» Stated goal:
Quote each line of the material verbatim, without the pictures.

[Photo object pointing records]

-=-=-=-=-

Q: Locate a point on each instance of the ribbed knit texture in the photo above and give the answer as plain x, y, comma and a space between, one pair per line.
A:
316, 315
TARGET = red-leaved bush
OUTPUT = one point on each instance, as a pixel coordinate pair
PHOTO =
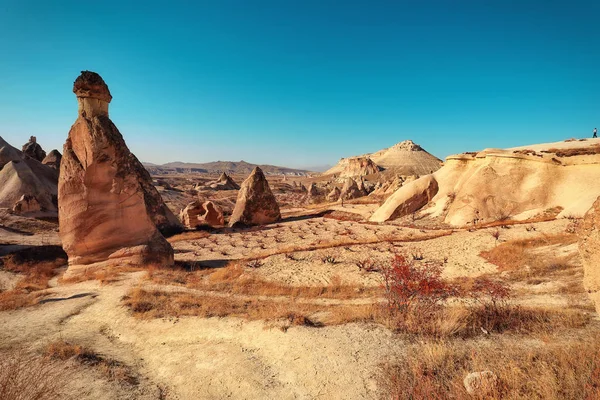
(410, 287)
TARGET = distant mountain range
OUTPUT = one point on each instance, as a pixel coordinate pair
(216, 167)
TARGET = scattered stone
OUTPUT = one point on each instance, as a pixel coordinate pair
(197, 214)
(255, 203)
(27, 204)
(106, 198)
(33, 149)
(350, 190)
(53, 159)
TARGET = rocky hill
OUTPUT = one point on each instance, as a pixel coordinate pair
(404, 158)
(26, 185)
(217, 167)
(495, 184)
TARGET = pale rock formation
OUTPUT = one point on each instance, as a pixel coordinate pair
(350, 190)
(480, 383)
(255, 203)
(589, 248)
(21, 175)
(518, 183)
(197, 214)
(53, 159)
(223, 183)
(358, 166)
(407, 199)
(27, 204)
(312, 195)
(33, 149)
(404, 158)
(334, 195)
(106, 201)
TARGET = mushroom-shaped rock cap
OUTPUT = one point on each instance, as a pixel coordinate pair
(90, 84)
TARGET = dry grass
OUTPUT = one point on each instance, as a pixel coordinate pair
(514, 254)
(38, 265)
(28, 377)
(162, 304)
(564, 369)
(233, 279)
(111, 369)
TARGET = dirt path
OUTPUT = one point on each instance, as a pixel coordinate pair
(210, 358)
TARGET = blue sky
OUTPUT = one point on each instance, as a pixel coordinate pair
(303, 83)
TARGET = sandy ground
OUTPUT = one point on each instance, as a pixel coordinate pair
(218, 358)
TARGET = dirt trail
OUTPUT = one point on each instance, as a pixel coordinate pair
(206, 358)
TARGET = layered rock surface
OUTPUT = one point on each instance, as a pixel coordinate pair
(33, 149)
(589, 248)
(256, 204)
(404, 158)
(21, 175)
(53, 159)
(517, 183)
(196, 214)
(108, 208)
(223, 183)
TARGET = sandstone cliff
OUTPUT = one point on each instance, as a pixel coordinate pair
(517, 183)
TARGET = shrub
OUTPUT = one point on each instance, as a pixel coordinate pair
(411, 289)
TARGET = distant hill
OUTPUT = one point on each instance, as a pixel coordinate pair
(217, 167)
(404, 158)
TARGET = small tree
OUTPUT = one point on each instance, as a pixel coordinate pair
(410, 288)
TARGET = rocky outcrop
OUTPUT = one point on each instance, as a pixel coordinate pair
(33, 149)
(27, 204)
(313, 195)
(518, 183)
(53, 159)
(350, 190)
(106, 198)
(589, 248)
(406, 200)
(404, 158)
(358, 166)
(255, 203)
(197, 214)
(22, 177)
(334, 195)
(223, 183)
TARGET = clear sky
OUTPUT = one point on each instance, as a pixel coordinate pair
(304, 82)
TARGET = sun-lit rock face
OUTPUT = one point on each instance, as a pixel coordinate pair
(517, 183)
(92, 94)
(103, 214)
(255, 204)
(589, 248)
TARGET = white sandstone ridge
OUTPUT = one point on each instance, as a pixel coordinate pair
(26, 185)
(405, 158)
(494, 184)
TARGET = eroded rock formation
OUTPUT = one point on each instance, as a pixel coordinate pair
(197, 214)
(22, 177)
(33, 149)
(350, 190)
(407, 199)
(106, 198)
(53, 159)
(223, 183)
(518, 183)
(589, 248)
(255, 203)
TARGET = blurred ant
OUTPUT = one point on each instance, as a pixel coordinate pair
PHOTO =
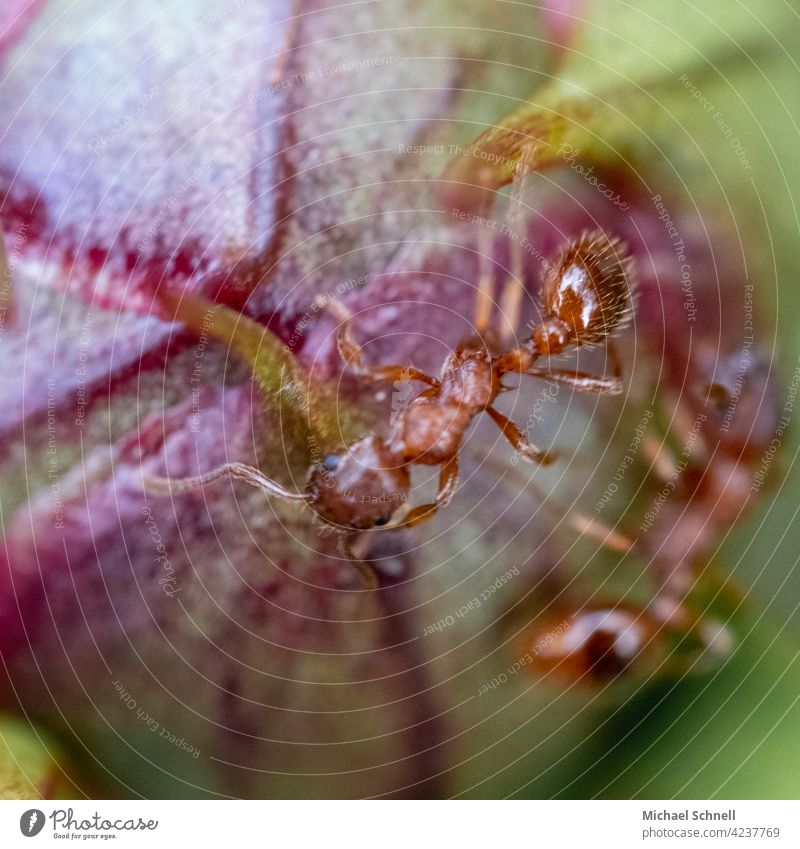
(585, 297)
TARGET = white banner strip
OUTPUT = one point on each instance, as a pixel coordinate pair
(403, 824)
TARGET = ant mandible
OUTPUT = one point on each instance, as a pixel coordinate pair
(586, 295)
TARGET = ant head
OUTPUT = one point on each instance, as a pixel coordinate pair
(360, 488)
(594, 645)
(586, 293)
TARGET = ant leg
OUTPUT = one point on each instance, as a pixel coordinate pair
(158, 486)
(350, 353)
(517, 438)
(448, 478)
(368, 575)
(583, 381)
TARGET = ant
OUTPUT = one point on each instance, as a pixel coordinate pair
(586, 295)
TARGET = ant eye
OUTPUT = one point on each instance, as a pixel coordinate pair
(330, 463)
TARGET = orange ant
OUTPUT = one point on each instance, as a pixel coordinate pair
(585, 297)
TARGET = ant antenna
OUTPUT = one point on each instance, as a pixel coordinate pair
(159, 486)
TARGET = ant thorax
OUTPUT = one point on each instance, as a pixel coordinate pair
(360, 488)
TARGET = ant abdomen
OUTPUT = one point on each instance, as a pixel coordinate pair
(586, 294)
(359, 489)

-=-=-=-=-

» Exercise response:
Q: Locate a point on each instance of the ribbed knit texture in the photo above and give the answer as plain x, y, comma and a space between, one pair per line.
A:
316, 315
TARGET = red-leaved bush
OUTPUT = one point on each instance, as a pixel coordinate pair
PHOTO =
(410, 287)
TARGET = distant mountain range
OUTPUT = one point on each instance, as a pixel coordinate pair
(216, 167)
TARGET = scattered stone
OUTPUT = one point on each instance, as a pixel coordinate pair
(197, 214)
(255, 203)
(27, 204)
(106, 198)
(33, 149)
(350, 190)
(53, 159)
TARGET = rocky hill
OUTPUT = one point on each instance, as a pixel coordinate pair
(404, 158)
(26, 185)
(217, 167)
(495, 184)
TARGET = pale rock formation
OUTPUT = one point on each instance, as a pixel coordinate pair
(350, 190)
(480, 383)
(255, 203)
(589, 248)
(21, 175)
(518, 183)
(197, 214)
(53, 159)
(223, 183)
(358, 166)
(407, 199)
(27, 204)
(312, 195)
(33, 149)
(404, 158)
(334, 195)
(106, 201)
TARGET = mushroom-shaped rock cap
OUTPUT = one point on each instance, as a pixel coordinate pair
(90, 84)
TARGET = dry grass
OUTPUT = one point on each instance, as a pixel coordinate pair
(514, 254)
(38, 265)
(28, 377)
(162, 304)
(564, 369)
(233, 279)
(111, 369)
TARGET = dirt path
OUTPUT = one point on each instance, as a pixel coordinate pair
(210, 358)
TARGET = blue sky
OUTPUT = one point on each instance, as a pixel coordinate pair
(303, 83)
TARGET = sandy ground
OUTPUT = one point on each instance, as a pixel coordinate pair
(218, 358)
TARGET = dirt trail
OUTPUT = one point on each instance, as a pixel coordinate pair
(206, 358)
TARGET = layered rock surface
OUTPUT = one point on each instance, as a pixel coordinate pair
(33, 149)
(589, 248)
(256, 204)
(404, 158)
(21, 175)
(53, 159)
(517, 183)
(196, 214)
(108, 208)
(223, 183)
TARGET = sandstone cliff
OUTPUT = one point on each instance, as a pixel coordinate pair
(517, 183)
TARGET = shrub
OUTPUT = one point on each instance, as a pixel coordinate pair
(411, 289)
TARGET = distant hill
OUTPUT = one point on each instance, as a pixel coordinate pair
(217, 167)
(404, 158)
TARGET = small tree
OUTPUT = one point on each instance, as a pixel coordinate pair
(410, 288)
TARGET = rocky outcrop
OUTPUT = one point on each instance, as a pixel coordinate pair
(33, 149)
(27, 204)
(313, 195)
(518, 183)
(53, 159)
(350, 190)
(106, 198)
(589, 248)
(406, 200)
(404, 158)
(358, 166)
(255, 203)
(197, 214)
(22, 177)
(334, 195)
(223, 183)
TARGET = clear sky
OUTPUT = one point on each instance, as a pixel coordinate pair
(304, 82)
TARGET = sun-lit rock face
OUTPUT = one point on each instance, as a pixel coordinate pair
(517, 183)
(92, 94)
(103, 214)
(255, 204)
(589, 248)
TARGET = white sandstone ridge
OUTPUT = one point on each instance, as a pixel coordinate pair
(26, 185)
(405, 158)
(494, 184)
TARGET = eroded rock formation
OUTPUT = one point on each instance, as a pixel coordinate pair
(197, 214)
(22, 177)
(33, 149)
(350, 190)
(407, 199)
(106, 198)
(53, 159)
(223, 183)
(518, 183)
(589, 248)
(255, 203)
TARGET = blurred ant
OUTPUT = one point on each instance, as a pixel coordinate pair
PHOTO =
(585, 297)
TARGET = white banner strip
OUTPUT = one point on each instance, as a pixel coordinate pair
(403, 824)
TARGET = ant mandible
OUTPUT = one point on each instance, as a pixel coordinate pair
(586, 295)
TARGET = ant head
OUTPUT = one point on each instance, as a pixel coordinate pair
(360, 488)
(594, 645)
(586, 293)
TARGET = ant leg
OUTPUT = one point on each instance, as a pixel coordinate pair
(158, 486)
(350, 353)
(517, 438)
(448, 478)
(368, 575)
(583, 381)
TARGET = ant
OUTPUT = one point on each instance, as a pixel coordinate pair
(586, 295)
TARGET = ant eye
OUTPUT = one point on each instance, as a pixel coordinate pair
(330, 463)
TARGET = orange ant
OUTPUT = one point on each instance, as a pixel coordinate pair
(585, 297)
TARGET = ant antenna
OUTPUT = one point on each instance, as a pixel coordinate pair
(159, 486)
TARGET = ant thorax
OUTPUT = one point on each instance, as a pixel coordinate pair
(360, 488)
TARGET = ant abdomen
OUTPUT = one point on each instance, as a pixel coordinate pair
(586, 294)
(359, 489)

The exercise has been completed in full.